▶ **EXCERPT PROVIDED**:
---*---
Re: [f2fs-dev] [RFC PATCH 02/10] fs-verity: add data verification hooks for ->readpages()

From: Theodore Y. Ts'o
Date: Sat Aug 25 2018 - 01:07:48 EST


On Sat, Aug 25, 2018 at 12:00:04PM +0800, Gao Xiang wrote:
>
> But I have some consideration than the current implementation.... (if it is suitable to discuss, thanks...)
>
> 1) Since it is the libfs-like library, I think bio-strict is too strict for its future fs users.

Well, it's always possible to potentially expand fs-crypt and
fs-verity to be more flexible in the future. For example, Chandan
Rajendra from IBM has been working on a set of patches to support file
systems that have a block size smaller than a page size. This turns
out to be important on Power architecture with 64k page sizes.

Fundamentally, a Merkle tree is a data structure that works on fixed
size chunks, both for the data blocks and the hash tree. The natural
size to use is the page size, since data is cached in the page cache.

So a file system can be store data in any number of places, but
ultimately, most interesting file systems are ones where you can
execute ELF binaries out of said file system with demand paging, which
in turn means that mmap has to work, which in turn means that file
data will be stored in the page cache. This is true of f2fs, btrfs,
ext4, xfs, etc. So basically, fs-verity will be verifying the page
before it is marked as uptodate. Right now, all of the file systems
that we are interested in trigger the call to ask fsverity to verify
the page via the bio endio callback function.
---*---
▶ **DATA PROVIDED**:

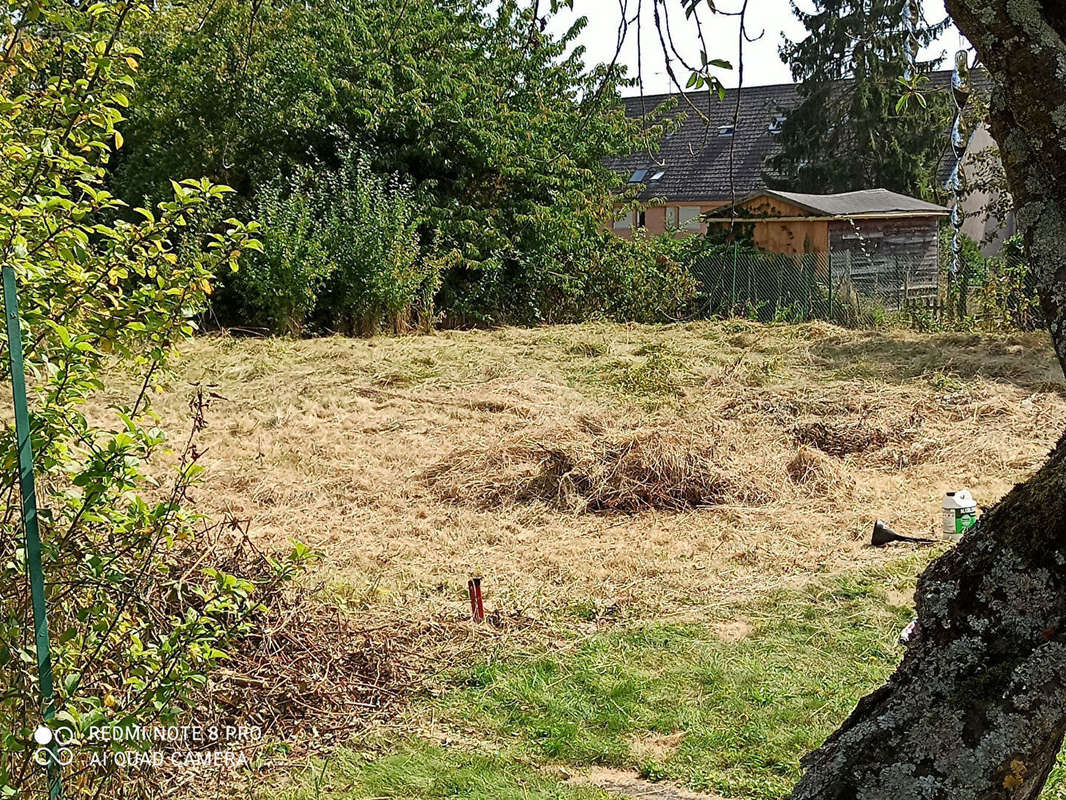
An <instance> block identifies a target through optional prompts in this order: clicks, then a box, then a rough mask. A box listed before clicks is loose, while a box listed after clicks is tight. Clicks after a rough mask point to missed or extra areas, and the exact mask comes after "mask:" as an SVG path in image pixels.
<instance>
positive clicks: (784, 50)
mask: <svg viewBox="0 0 1066 800" xmlns="http://www.w3.org/2000/svg"><path fill="white" fill-rule="evenodd" d="M906 4H907V3H906V0H872V2H870V1H860V0H815V2H814V11H813V12H811V13H808V12H805V11H803V10H802V9H800V7H798V6H797V5H795V4H794V3H793V12H794V14H795V15H796V17H798V19H800V20H801V21H802V22H803V25H804V28H806V30H807V32H808V35H807V36H805V37H803V38H801V39H797V41H795V42H791V41H787V42H786V43H785V44H784V46H782V47H781V49H780V54H781V59H782V61H785V62H786V63H788V64H789V65H790V66H791V68H792V77H793V79H794V80H795V81H796V82H797V83H798V90H797V91H798V93H800V98H801V102H800V105H798V106H797V107H796V108H795V109H793V110H792V111H790V112H789V113H788V116H787V118H786V122H785V124H784V126H782V130H781V132H780V134H779V137H780V144H781V151H780V153H779V154H778V155H777V156H775V157H773V158H772V159H771V160H770V163H769V166H768V171H766V175H765V178H766V180H768V182H769V183H770V185H771V186H774V187H777V188H780V189H789V190H792V191H801V192H814V193H822V192H825V193H831V192H846V191H854V190H858V189H870V188H877V187H879V188H885V189H890V190H892V191H895V192H901V193H904V194H910V195H918V196H925V197H932V196H933V195H934V193H935V191H936V189H937V187H936V186H935V178H936V170H937V165H938V164H939V161H940V157H941V155H942V154H943V150H944V141H946V137H947V130H948V129H949V127H950V115H951V109H952V108H953V107H952V103H951V99H950V96H949V95H948V93H947V92H942V91H932V87H931V86H930V83H928V79H927V75H926V74H927V73H928V71H930V70H931V69H933V68H935V67H936V65H937V63H938V62H937V61H925V62H920V63H919V64H918V70H917V76H916V77H914V78H912V79H911V83H910V84H907V83H905V81H904V76H905V75H906V69H907V63H908V58H909V54H908V50H907V32H906V29H905V28H904V26H903V25H902V23H901V20H902V19H903V18H904V14H905V12H906ZM944 25H946V22H943V23H939V25H926V23H922V25H920V27H919V28H918V31H917V34H918V39H919V42H920V43H921V44H922V45H926V44H928V43H930V42H932V41H933V38H934V37H935V36H936V35H937V34H938V33H939V32H940V31H942V30H943V28H944ZM901 98H906V101H904V102H901Z"/></svg>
---*---
▶ **EXERCISE AIM**:
Continue the fs-verity mailing-list reply above, picking up right after its final sentence about the bio endio callback.

▶ **RESULT**:
Some other file systems could theoretically call that function after
assembling the page from a dozen random locations in a b-tree. In
that case, it could call fsverity after assembling the page in the
page cache. But I'd suggest worrying about it when such a file system
comes out of the woodwork, and someone is willing to do the work to
integrate fserity in that file system.

> 2) My last question
> "At last, I hope filesystems could select the on-disk position of hash tree and 'struct fsverity_descriptor'
> rather than fixed in the end of verity files...I think if fs-verity preparing such support and interfaces could be better....."
> is also for some files partially or totally encoded (eg. compressed, or whatever ...)

Well, the userspace interface for instantiating a fs-verity file is
that it writes the file data with the fs-verity metadata (which
consists of the Merkle tree with a fs-verity header at the end of the
file). The program (which might be a package manager such as dpkg or
rpm) would then call an ioctl which would cause the file system to
read the fs-verity header and make only the file data visible, and the
file system would the verify the data as it is read into the page
cache.

That is the userspace API to the fs-verity system. That has to remain
the same, regardless of which file system is in use. We need a common
interface so that whether it is the Android APK management system, or
some distribution package manager, can instantiate fs-verity protected
file the same way regardless of the file system in use.

There is a very simple, easy way to implement this in the file system,
and f2fs and ext4 both do it that way --- which is to simply change
the i_size exposed to the userspace when you stat the file, and we use
the file system's existing mechanism to map logical block numbers to
physical block numbers to read the Merkle tree.

If the file system wants to import that file data and store it
somewhere else random --- perhaps it breaks it apart into a zillion
tiny pieces and puts it in a b-tree --- a file system implementor is
free to do that. I personally think it is a completely insane thing
to do, but there is nothing in the fs-verity design that *prohibits*
that.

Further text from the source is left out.